* Task *
Whenever a line in the data contains "correct", show that line.

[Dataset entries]
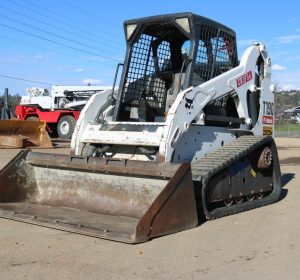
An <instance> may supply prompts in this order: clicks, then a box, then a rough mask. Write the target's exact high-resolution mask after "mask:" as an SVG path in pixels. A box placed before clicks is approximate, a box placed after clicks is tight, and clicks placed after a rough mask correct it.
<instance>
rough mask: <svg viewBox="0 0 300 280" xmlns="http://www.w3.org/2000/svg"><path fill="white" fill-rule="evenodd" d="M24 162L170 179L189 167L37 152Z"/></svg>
mask: <svg viewBox="0 0 300 280" xmlns="http://www.w3.org/2000/svg"><path fill="white" fill-rule="evenodd" d="M26 162H27V163H28V164H30V165H33V166H37V167H45V168H55V169H65V170H74V171H83V172H96V173H111V174H120V175H139V176H145V177H148V176H149V177H158V178H159V177H164V178H171V177H172V176H173V175H174V174H175V173H176V172H177V170H178V169H179V168H180V167H181V166H182V165H184V166H187V167H188V168H189V167H190V163H169V162H150V161H137V160H127V159H126V160H124V159H122V160H121V159H108V158H95V157H80V156H70V155H60V154H51V153H38V152H29V153H28V155H27V157H26Z"/></svg>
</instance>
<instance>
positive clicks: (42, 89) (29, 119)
mask: <svg viewBox="0 0 300 280" xmlns="http://www.w3.org/2000/svg"><path fill="white" fill-rule="evenodd" d="M107 89H111V87H108V86H52V87H51V89H50V91H49V90H48V89H45V88H38V87H32V88H27V89H26V92H27V95H26V96H22V98H21V102H20V105H18V106H17V107H16V115H17V117H18V119H20V120H36V121H37V120H43V121H46V123H47V130H48V132H49V133H50V135H52V136H57V135H58V136H59V137H61V138H64V139H70V138H71V136H72V134H73V130H74V127H75V124H76V121H77V119H78V118H79V115H80V111H81V110H82V108H83V107H84V105H85V104H86V103H87V101H88V100H89V99H90V97H91V96H92V95H93V94H95V93H99V92H101V91H103V90H107Z"/></svg>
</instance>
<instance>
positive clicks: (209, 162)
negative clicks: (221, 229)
mask: <svg viewBox="0 0 300 280" xmlns="http://www.w3.org/2000/svg"><path fill="white" fill-rule="evenodd" d="M124 29H125V37H126V43H127V54H126V57H125V61H124V66H123V71H122V75H121V79H120V86H119V88H118V91H115V90H114V89H112V90H107V91H103V92H102V93H101V94H95V95H93V96H92V97H91V98H90V99H89V101H88V103H87V104H86V106H85V107H84V109H83V110H82V113H81V115H80V117H79V120H78V122H77V124H76V127H75V130H74V133H73V136H72V143H71V152H72V155H71V156H66V155H54V154H40V153H32V152H29V153H28V152H22V153H20V154H19V155H18V156H17V157H16V158H15V159H14V160H12V162H11V163H10V164H9V165H8V166H7V167H6V168H5V169H4V170H2V171H1V173H0V182H3V181H5V182H6V184H5V186H9V187H6V188H4V187H2V185H1V187H0V193H3V194H4V195H2V196H1V202H0V216H2V217H8V218H11V219H16V220H22V221H27V222H30V223H35V224H40V225H45V226H49V227H54V228H59V229H65V230H69V231H73V232H79V233H82V234H87V235H92V236H97V237H101V238H106V239H111V240H117V241H122V242H127V243H139V242H145V241H147V240H149V239H151V238H154V237H157V236H161V235H165V234H170V233H174V232H177V231H181V230H185V229H189V228H193V227H195V226H197V225H198V224H199V222H200V220H201V218H202V217H203V216H205V217H206V218H207V219H212V218H218V217H222V216H225V215H230V214H234V213H238V212H241V211H245V210H249V209H253V208H256V207H260V206H263V205H267V204H270V203H273V202H276V201H277V200H278V199H279V197H280V193H281V174H280V166H279V161H278V155H277V149H276V145H275V142H274V140H273V138H272V135H273V126H274V116H273V113H274V110H273V108H274V94H273V91H272V83H271V59H270V57H269V53H268V51H267V49H266V47H265V46H264V45H263V44H261V43H255V44H253V45H252V46H250V47H249V48H248V49H247V50H246V51H245V52H244V54H243V56H242V58H241V60H240V62H239V61H238V55H237V48H236V36H235V32H234V31H233V30H232V29H230V28H228V27H226V26H224V25H222V24H219V23H217V22H215V21H212V20H210V19H207V18H204V17H201V16H198V15H195V14H192V13H179V14H170V15H161V16H154V17H147V18H142V19H135V20H129V21H126V22H125V23H124ZM183 50H184V51H183ZM15 170H17V173H16V175H14V176H12V173H13V172H15ZM53 178H56V180H55V182H53ZM16 190H18V193H17V194H18V196H17V197H18V199H15V197H16V193H15V192H17V191H16ZM12 194H14V195H12ZM79 210H81V211H79ZM15 213H17V214H15ZM18 213H20V215H18ZM32 217H34V218H32Z"/></svg>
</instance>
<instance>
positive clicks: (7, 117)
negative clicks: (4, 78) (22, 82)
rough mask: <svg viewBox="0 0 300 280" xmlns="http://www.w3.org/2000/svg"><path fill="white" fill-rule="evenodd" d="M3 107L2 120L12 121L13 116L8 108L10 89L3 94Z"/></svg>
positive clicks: (5, 89)
mask: <svg viewBox="0 0 300 280" xmlns="http://www.w3.org/2000/svg"><path fill="white" fill-rule="evenodd" d="M3 100H4V101H3V104H2V105H3V106H2V110H1V119H2V120H10V119H11V115H10V110H9V106H8V88H6V89H5V91H4V94H3Z"/></svg>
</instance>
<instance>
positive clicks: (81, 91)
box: [20, 86, 111, 110]
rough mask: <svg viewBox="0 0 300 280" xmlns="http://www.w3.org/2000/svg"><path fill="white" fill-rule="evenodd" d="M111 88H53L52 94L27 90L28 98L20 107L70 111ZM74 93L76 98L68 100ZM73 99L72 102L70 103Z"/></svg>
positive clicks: (23, 96)
mask: <svg viewBox="0 0 300 280" xmlns="http://www.w3.org/2000/svg"><path fill="white" fill-rule="evenodd" d="M110 88H111V87H109V86H52V87H51V90H50V93H49V91H48V90H47V89H43V88H36V87H32V88H27V89H26V92H27V94H28V95H27V96H22V97H21V102H20V105H24V106H26V105H38V106H40V107H42V108H43V109H48V110H54V109H63V108H66V109H70V108H74V107H78V106H83V105H85V104H86V103H87V100H88V99H89V98H90V96H91V95H92V94H93V93H95V92H101V91H103V90H107V89H110ZM67 92H72V93H74V97H73V96H72V97H71V98H68V99H66V98H65V97H66V93H67ZM70 99H72V101H70Z"/></svg>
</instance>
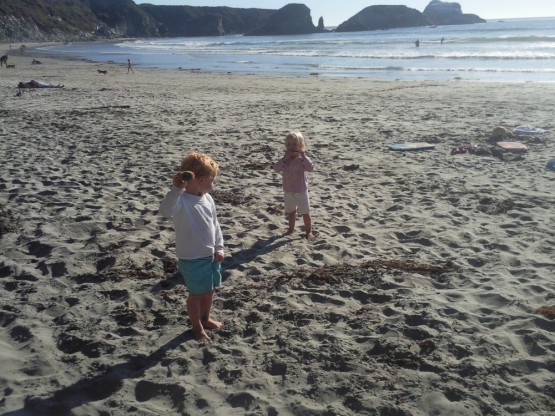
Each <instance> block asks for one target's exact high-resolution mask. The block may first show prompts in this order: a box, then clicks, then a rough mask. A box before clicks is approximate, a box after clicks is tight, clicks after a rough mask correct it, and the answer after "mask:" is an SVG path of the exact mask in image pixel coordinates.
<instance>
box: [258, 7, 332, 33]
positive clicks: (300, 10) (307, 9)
mask: <svg viewBox="0 0 555 416" xmlns="http://www.w3.org/2000/svg"><path fill="white" fill-rule="evenodd" d="M319 31H321V30H319V29H318V28H317V27H316V26H314V23H312V17H311V16H310V9H309V8H308V7H307V6H305V5H304V4H294V3H292V4H288V5H286V6H284V7H282V8H281V9H279V10H278V11H277V12H275V13H274V14H272V15H271V16H270V18H269V19H268V21H267V22H265V23H264V25H262V26H261V27H259V28H257V29H255V30H253V31H250V32H247V36H276V35H304V34H308V33H317V32H319Z"/></svg>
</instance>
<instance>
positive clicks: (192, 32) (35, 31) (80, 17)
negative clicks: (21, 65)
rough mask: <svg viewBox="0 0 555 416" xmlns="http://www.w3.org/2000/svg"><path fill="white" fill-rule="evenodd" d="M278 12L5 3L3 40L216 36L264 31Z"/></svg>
mask: <svg viewBox="0 0 555 416" xmlns="http://www.w3.org/2000/svg"><path fill="white" fill-rule="evenodd" d="M274 13H276V10H266V9H238V8H230V7H191V6H153V5H150V4H142V5H140V6H138V5H136V4H135V3H134V2H133V1H132V0H63V1H61V0H0V41H9V42H14V41H64V40H93V39H97V38H114V37H158V36H164V37H170V36H172V37H177V36H216V35H222V34H224V33H246V32H248V31H251V30H252V29H253V28H256V27H261V26H262V25H263V24H264V23H266V22H267V21H268V19H269V17H270V16H271V15H273V14H274Z"/></svg>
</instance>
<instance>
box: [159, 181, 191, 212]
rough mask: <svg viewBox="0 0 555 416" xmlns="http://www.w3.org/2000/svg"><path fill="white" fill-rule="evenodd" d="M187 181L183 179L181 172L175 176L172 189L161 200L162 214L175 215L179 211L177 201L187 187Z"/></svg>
mask: <svg viewBox="0 0 555 416" xmlns="http://www.w3.org/2000/svg"><path fill="white" fill-rule="evenodd" d="M185 186H186V182H184V181H183V180H182V179H181V173H177V174H175V175H174V177H173V184H172V188H171V189H170V191H169V192H168V193H167V194H166V196H165V197H164V199H162V201H160V210H159V212H160V215H162V216H163V217H166V218H170V217H173V216H174V214H175V212H176V211H177V201H178V200H179V197H180V196H181V194H182V193H183V190H184V189H185Z"/></svg>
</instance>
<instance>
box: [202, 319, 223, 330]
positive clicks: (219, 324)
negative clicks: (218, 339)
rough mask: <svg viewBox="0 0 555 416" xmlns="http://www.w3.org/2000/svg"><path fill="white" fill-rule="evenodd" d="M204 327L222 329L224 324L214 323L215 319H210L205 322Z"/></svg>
mask: <svg viewBox="0 0 555 416" xmlns="http://www.w3.org/2000/svg"><path fill="white" fill-rule="evenodd" d="M202 325H203V326H204V327H205V328H206V329H220V328H221V327H223V326H224V323H223V322H219V321H214V320H213V319H209V320H208V321H205V322H203V323H202Z"/></svg>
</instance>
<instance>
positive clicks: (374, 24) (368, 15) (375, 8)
mask: <svg viewBox="0 0 555 416" xmlns="http://www.w3.org/2000/svg"><path fill="white" fill-rule="evenodd" d="M429 24H430V21H429V20H428V19H427V18H426V17H425V16H424V15H423V14H422V13H420V12H419V11H418V10H415V9H411V8H409V7H407V6H370V7H367V8H365V9H363V10H362V11H360V12H358V13H357V14H356V15H354V16H353V17H351V18H350V19H349V20H347V21H345V22H343V23H341V24H340V25H339V26H338V27H337V29H335V30H336V31H337V32H358V31H363V30H379V29H392V28H398V27H417V26H427V25H429Z"/></svg>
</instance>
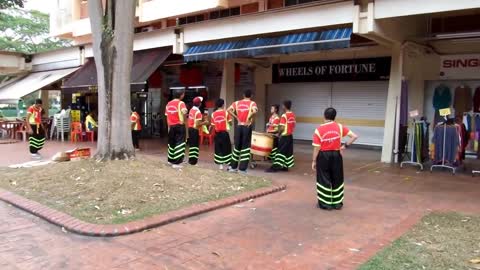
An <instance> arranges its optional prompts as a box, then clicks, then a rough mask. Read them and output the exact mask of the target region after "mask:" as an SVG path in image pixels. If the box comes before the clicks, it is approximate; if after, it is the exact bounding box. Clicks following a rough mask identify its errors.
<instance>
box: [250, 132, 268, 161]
mask: <svg viewBox="0 0 480 270" xmlns="http://www.w3.org/2000/svg"><path fill="white" fill-rule="evenodd" d="M272 148H273V135H271V134H268V133H260V132H255V131H253V132H252V145H251V147H250V153H252V154H253V155H257V156H262V157H268V156H269V155H270V153H271V152H272Z"/></svg>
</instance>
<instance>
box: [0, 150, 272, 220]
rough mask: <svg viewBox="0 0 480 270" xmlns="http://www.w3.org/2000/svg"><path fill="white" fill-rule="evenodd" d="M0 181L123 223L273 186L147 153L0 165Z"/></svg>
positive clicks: (74, 210) (67, 205)
mask: <svg viewBox="0 0 480 270" xmlns="http://www.w3.org/2000/svg"><path fill="white" fill-rule="evenodd" d="M0 176H1V177H0V187H1V188H4V189H7V190H10V191H13V192H15V193H17V194H19V195H22V196H24V197H26V198H29V199H32V200H34V201H37V202H39V203H42V204H44V205H47V206H49V207H52V208H54V209H57V210H60V211H62V212H64V213H67V214H69V215H71V216H74V217H76V218H78V219H81V220H83V221H87V222H91V223H96V224H119V223H125V222H128V221H132V220H138V219H143V218H145V217H149V216H153V215H156V214H161V213H165V212H169V211H172V210H177V209H180V208H184V207H187V206H191V205H195V204H199V203H202V202H207V201H212V200H218V199H222V198H226V197H230V196H233V195H236V194H239V193H243V192H246V191H252V190H255V189H258V188H262V187H268V186H271V182H270V181H269V180H267V179H265V178H260V177H254V176H244V175H239V174H231V173H227V172H223V171H216V170H210V169H204V168H200V167H192V166H185V167H184V168H183V169H181V170H180V171H179V170H174V169H172V168H171V167H170V166H168V165H166V164H164V163H162V162H160V161H158V160H156V159H155V160H154V159H151V158H148V157H140V158H139V159H137V160H131V161H111V162H105V163H98V162H95V161H93V160H84V161H72V162H64V163H56V164H49V165H46V166H41V167H33V168H21V169H10V168H0Z"/></svg>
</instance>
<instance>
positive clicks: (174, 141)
mask: <svg viewBox="0 0 480 270" xmlns="http://www.w3.org/2000/svg"><path fill="white" fill-rule="evenodd" d="M185 146H186V143H185V126H184V125H175V126H171V127H170V130H169V131H168V162H170V163H172V164H176V165H178V164H181V163H182V162H183V158H184V157H185Z"/></svg>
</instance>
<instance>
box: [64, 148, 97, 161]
mask: <svg viewBox="0 0 480 270" xmlns="http://www.w3.org/2000/svg"><path fill="white" fill-rule="evenodd" d="M65 153H67V155H68V156H69V157H70V160H72V161H75V160H80V159H87V158H90V155H91V154H90V148H75V149H73V150H69V151H67V152H65Z"/></svg>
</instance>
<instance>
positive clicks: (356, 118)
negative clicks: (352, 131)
mask: <svg viewBox="0 0 480 270" xmlns="http://www.w3.org/2000/svg"><path fill="white" fill-rule="evenodd" d="M387 93H388V81H369V82H335V83H333V90H332V107H334V108H335V109H337V113H338V115H337V117H338V118H343V119H349V120H352V121H355V120H357V121H358V120H360V121H358V122H359V123H361V122H367V123H368V124H366V125H360V124H359V125H347V126H348V127H349V128H351V129H352V131H354V132H355V133H357V134H358V135H359V136H360V138H359V139H358V141H357V143H358V144H365V145H378V146H380V145H382V143H383V133H384V126H383V125H382V126H378V124H380V123H382V121H384V119H385V107H386V102H387ZM375 120H380V121H375ZM375 125H377V126H375Z"/></svg>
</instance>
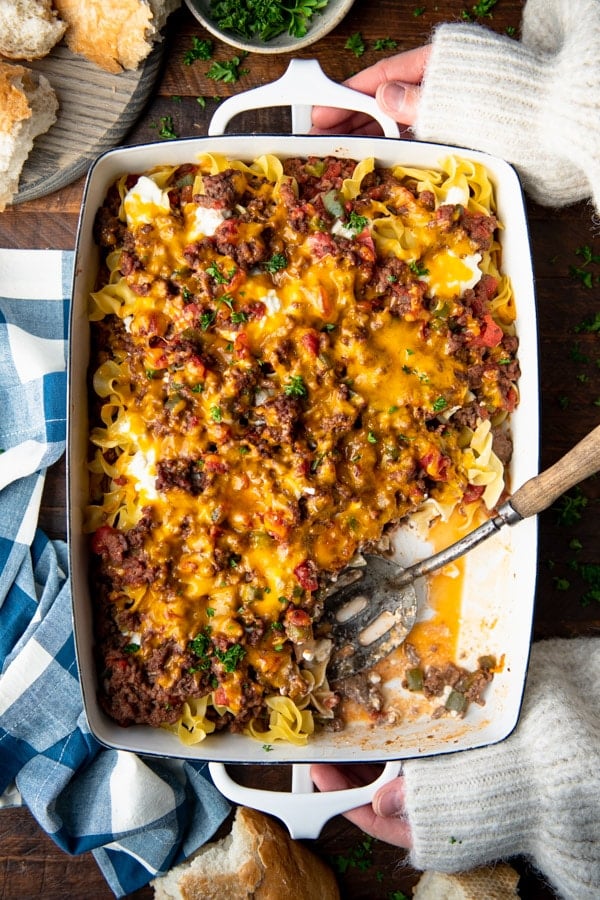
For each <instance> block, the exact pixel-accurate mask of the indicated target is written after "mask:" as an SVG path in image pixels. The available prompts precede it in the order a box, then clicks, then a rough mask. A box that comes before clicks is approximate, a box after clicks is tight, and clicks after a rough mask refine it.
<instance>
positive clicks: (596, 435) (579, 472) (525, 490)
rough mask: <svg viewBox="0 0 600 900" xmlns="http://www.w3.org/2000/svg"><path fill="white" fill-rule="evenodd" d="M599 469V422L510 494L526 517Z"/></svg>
mask: <svg viewBox="0 0 600 900" xmlns="http://www.w3.org/2000/svg"><path fill="white" fill-rule="evenodd" d="M599 469H600V425H597V426H596V428H594V430H593V431H591V432H590V433H589V434H588V435H587V436H586V437H584V438H583V440H581V441H579V443H578V444H575V446H574V447H573V449H572V450H569V452H568V453H566V454H565V455H564V456H563V457H562V458H561V459H559V460H558V462H556V463H554V465H553V466H550V468H549V469H546V471H545V472H542V473H541V474H540V475H536V476H535V477H534V478H530V479H529V481H526V482H525V484H524V485H522V487H520V488H519V489H518V490H517V491H515V493H514V494H513V495H512V497H511V498H510V505H511V506H512V507H513V509H514V510H516V512H518V513H519V515H520V516H522V517H523V518H524V519H526V518H527V517H528V516H535V515H537V514H538V513H540V512H542V510H544V509H547V508H548V507H549V506H551V505H552V504H553V503H554V501H555V500H556V499H558V497H560V496H561V494H564V493H565V491H568V490H569V488H572V487H573V486H574V485H575V484H579V482H580V481H583V480H584V479H585V478H588V477H589V476H590V475H593V474H594V473H595V472H597V471H598V470H599Z"/></svg>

* Expected output *
An <instance> may supply prompts in this order: clicks, then a box, then a rough mask. Write the target's exact high-resolution mask after "mask:" as an SVG path in pixels. A box placed before clicks is approximate, a box placed after clicks is tight, and clicks placed after a rough mask correct it.
Each <instance> block asks for one target's exact high-resolution mask. The block may first show prompts in this order: a box, then clicks, then a rough mask. A box before clicks is approximate, a box after clicks is tight, clicks after a rough mask correct it, and the answer after "mask:" is an SVG path of the exact mask in image pixel coordinates.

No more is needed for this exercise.